Activity. Quote, with no changes, the lines that run from the top of the material to the line with "258L57 280L69 291L95", both included.

══ Data in this exercise ══

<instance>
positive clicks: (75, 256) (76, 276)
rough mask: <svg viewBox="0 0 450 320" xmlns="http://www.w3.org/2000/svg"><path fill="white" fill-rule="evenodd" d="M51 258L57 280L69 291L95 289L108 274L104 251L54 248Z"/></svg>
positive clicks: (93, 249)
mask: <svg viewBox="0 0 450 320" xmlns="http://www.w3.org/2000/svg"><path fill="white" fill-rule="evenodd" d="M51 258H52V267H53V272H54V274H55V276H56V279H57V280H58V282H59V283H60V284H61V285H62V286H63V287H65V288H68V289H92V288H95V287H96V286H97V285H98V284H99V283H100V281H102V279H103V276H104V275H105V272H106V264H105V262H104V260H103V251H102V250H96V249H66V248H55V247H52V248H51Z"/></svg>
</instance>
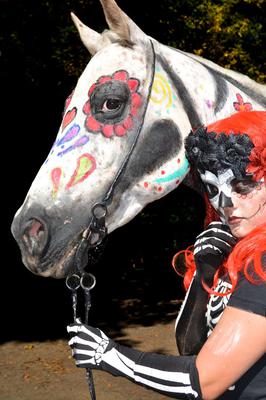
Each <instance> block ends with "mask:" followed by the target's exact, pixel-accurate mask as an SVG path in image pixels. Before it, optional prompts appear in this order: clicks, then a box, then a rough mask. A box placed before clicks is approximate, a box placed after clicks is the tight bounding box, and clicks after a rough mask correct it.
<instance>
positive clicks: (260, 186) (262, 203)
mask: <svg viewBox="0 0 266 400" xmlns="http://www.w3.org/2000/svg"><path fill="white" fill-rule="evenodd" d="M200 176H201V179H202V181H203V183H204V184H205V186H206V190H207V193H208V196H209V199H210V202H211V204H212V206H213V207H214V208H215V210H216V211H217V213H218V214H219V215H220V217H221V219H222V221H223V222H225V223H226V224H227V225H228V226H229V228H230V230H231V232H232V234H233V235H234V236H235V237H237V238H239V239H240V238H243V237H244V236H246V235H247V234H249V233H250V232H251V231H252V230H253V229H254V228H256V227H257V226H258V225H261V224H262V223H263V222H265V221H266V184H265V182H255V181H253V180H252V178H251V176H248V175H247V176H246V178H244V179H242V180H237V179H236V178H235V177H234V174H233V172H232V170H231V169H227V170H226V171H224V172H221V173H219V172H218V173H217V175H215V174H213V173H212V172H210V171H205V172H204V173H200Z"/></svg>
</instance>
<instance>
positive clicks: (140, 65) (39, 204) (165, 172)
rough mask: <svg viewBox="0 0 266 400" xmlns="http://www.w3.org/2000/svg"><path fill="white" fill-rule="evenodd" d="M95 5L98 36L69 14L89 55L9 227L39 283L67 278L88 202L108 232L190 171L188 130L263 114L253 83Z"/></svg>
mask: <svg viewBox="0 0 266 400" xmlns="http://www.w3.org/2000/svg"><path fill="white" fill-rule="evenodd" d="M101 3H102V6H103V10H104V13H105V17H106V21H107V23H108V25H109V28H110V29H109V31H105V32H103V33H102V34H99V33H97V32H95V31H93V30H91V29H90V28H88V27H87V26H85V25H84V24H83V23H82V22H81V21H80V20H79V19H78V18H77V17H76V16H75V15H74V14H72V18H73V20H74V23H75V25H76V26H77V29H78V31H79V33H80V36H81V39H82V41H83V43H84V45H85V46H86V47H87V49H88V50H89V51H90V53H91V54H92V55H93V57H92V59H91V60H90V62H89V64H88V65H87V67H86V69H85V71H84V72H83V74H82V75H81V77H80V79H79V81H78V83H77V86H76V88H75V90H74V91H73V93H72V94H71V96H70V97H69V98H68V99H67V101H66V105H65V112H64V117H63V121H62V124H61V126H60V129H59V132H58V135H57V138H56V141H55V143H54V145H53V147H52V149H51V151H50V154H49V155H48V157H47V160H46V161H45V163H44V164H43V166H42V167H41V169H40V171H39V173H38V174H37V176H36V178H35V180H34V181H33V183H32V186H31V188H30V190H29V192H28V195H27V197H26V199H25V202H24V204H23V205H22V207H21V208H20V209H19V210H18V212H17V213H16V215H15V217H14V220H13V224H12V232H13V235H14V237H15V239H16V240H17V242H18V244H19V247H20V249H21V253H22V259H23V262H24V264H25V266H26V267H27V268H29V269H30V270H31V271H32V272H34V273H35V274H38V275H42V276H52V277H55V278H63V277H65V276H66V275H67V274H68V273H69V271H70V269H71V268H72V266H73V265H72V264H73V257H74V255H75V251H76V248H77V246H78V244H79V242H80V239H81V236H82V234H83V232H84V230H86V229H87V227H88V226H89V223H90V220H91V217H92V207H93V205H94V204H95V203H101V202H102V201H103V199H107V200H108V201H107V202H106V205H107V215H106V225H107V229H108V232H112V231H113V230H115V229H116V228H118V227H119V226H122V225H123V224H126V223H127V222H128V221H130V220H131V219H133V218H134V217H135V216H136V215H137V214H138V213H139V212H140V211H141V210H142V209H143V208H144V207H145V206H146V205H147V204H148V203H150V202H153V201H155V200H157V199H159V198H161V197H162V196H165V195H166V194H167V193H169V192H170V191H172V190H173V189H175V188H176V187H177V186H178V185H179V184H180V182H182V180H183V179H184V178H185V176H186V175H187V174H188V172H189V165H188V162H187V160H186V158H185V155H184V138H185V137H186V135H187V134H188V133H189V132H190V130H191V128H195V127H197V126H199V125H202V124H204V125H205V124H208V123H210V122H212V121H213V120H214V119H220V118H222V117H225V116H227V115H230V114H232V113H233V112H236V111H239V110H240V109H245V108H247V107H250V108H253V109H264V108H265V96H264V95H263V91H264V90H265V89H264V88H263V86H262V85H259V84H257V83H255V82H253V81H251V80H250V79H249V78H247V77H245V76H243V75H241V74H238V73H235V72H232V71H226V70H224V69H223V68H221V67H218V66H217V65H215V64H213V63H211V62H209V61H207V60H204V59H202V58H200V57H197V56H194V55H192V54H188V53H184V52H181V51H178V50H175V49H171V48H169V47H167V46H164V45H161V44H160V43H158V42H157V41H155V40H154V39H152V38H150V37H148V36H147V35H145V34H144V32H142V31H141V30H140V29H139V28H138V27H137V26H136V25H135V24H134V22H133V21H132V20H131V19H129V18H128V17H127V16H126V15H125V13H124V12H123V11H122V10H121V9H120V8H119V7H118V6H117V4H116V3H115V2H114V0H101ZM236 100H237V101H236ZM114 183H115V185H114ZM113 185H114V186H113Z"/></svg>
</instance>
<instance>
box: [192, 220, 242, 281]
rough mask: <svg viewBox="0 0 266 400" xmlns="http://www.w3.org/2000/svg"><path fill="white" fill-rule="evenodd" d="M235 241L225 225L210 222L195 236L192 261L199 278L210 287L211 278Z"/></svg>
mask: <svg viewBox="0 0 266 400" xmlns="http://www.w3.org/2000/svg"><path fill="white" fill-rule="evenodd" d="M235 244H236V239H235V237H234V236H233V235H232V233H231V232H230V229H229V227H228V226H227V225H225V224H223V223H222V222H218V221H217V222H211V223H210V224H209V225H208V227H207V229H206V230H205V231H203V232H202V233H201V234H200V235H198V236H197V238H196V242H195V244H194V260H195V264H196V267H197V271H198V273H199V275H200V277H201V278H202V279H203V280H204V282H205V283H207V284H208V285H209V286H212V282H213V277H214V274H215V272H216V271H217V269H218V268H219V267H220V265H222V263H223V261H224V260H225V259H226V258H227V257H228V255H229V254H230V252H231V251H232V249H233V247H234V246H235Z"/></svg>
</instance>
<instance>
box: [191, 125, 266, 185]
mask: <svg viewBox="0 0 266 400" xmlns="http://www.w3.org/2000/svg"><path fill="white" fill-rule="evenodd" d="M253 147H254V144H253V143H252V141H251V140H250V138H249V136H248V135H246V134H241V133H238V134H233V133H230V134H225V133H221V134H219V135H217V134H216V133H215V132H207V129H206V128H203V127H201V128H199V129H197V130H196V131H195V132H190V134H189V135H188V137H187V139H186V142H185V148H186V156H187V158H188V161H189V162H190V163H191V165H192V166H193V167H195V168H197V169H198V170H200V171H205V170H207V171H210V172H213V173H215V174H217V172H218V171H219V172H221V171H224V170H226V169H229V168H230V169H231V170H232V171H233V173H234V175H235V177H236V178H237V179H243V178H244V176H245V175H246V174H247V169H246V168H247V166H248V164H249V163H250V161H251V160H250V158H249V156H250V153H251V150H252V149H253ZM263 153H264V152H263ZM265 155H266V154H265ZM263 160H264V162H266V157H264V159H263ZM263 165H264V168H265V164H263ZM256 166H257V164H256ZM254 168H255V167H254ZM259 168H260V167H259ZM264 171H265V170H264ZM248 172H251V171H248ZM252 173H253V172H252Z"/></svg>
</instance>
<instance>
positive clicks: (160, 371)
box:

═══

Answer to this problem.
<instance>
positive clicks: (75, 256) (76, 276)
rough mask: <svg viewBox="0 0 450 320" xmlns="http://www.w3.org/2000/svg"><path fill="white" fill-rule="evenodd" d="M51 258L57 280L69 291L95 289L108 274L104 251L54 248Z"/></svg>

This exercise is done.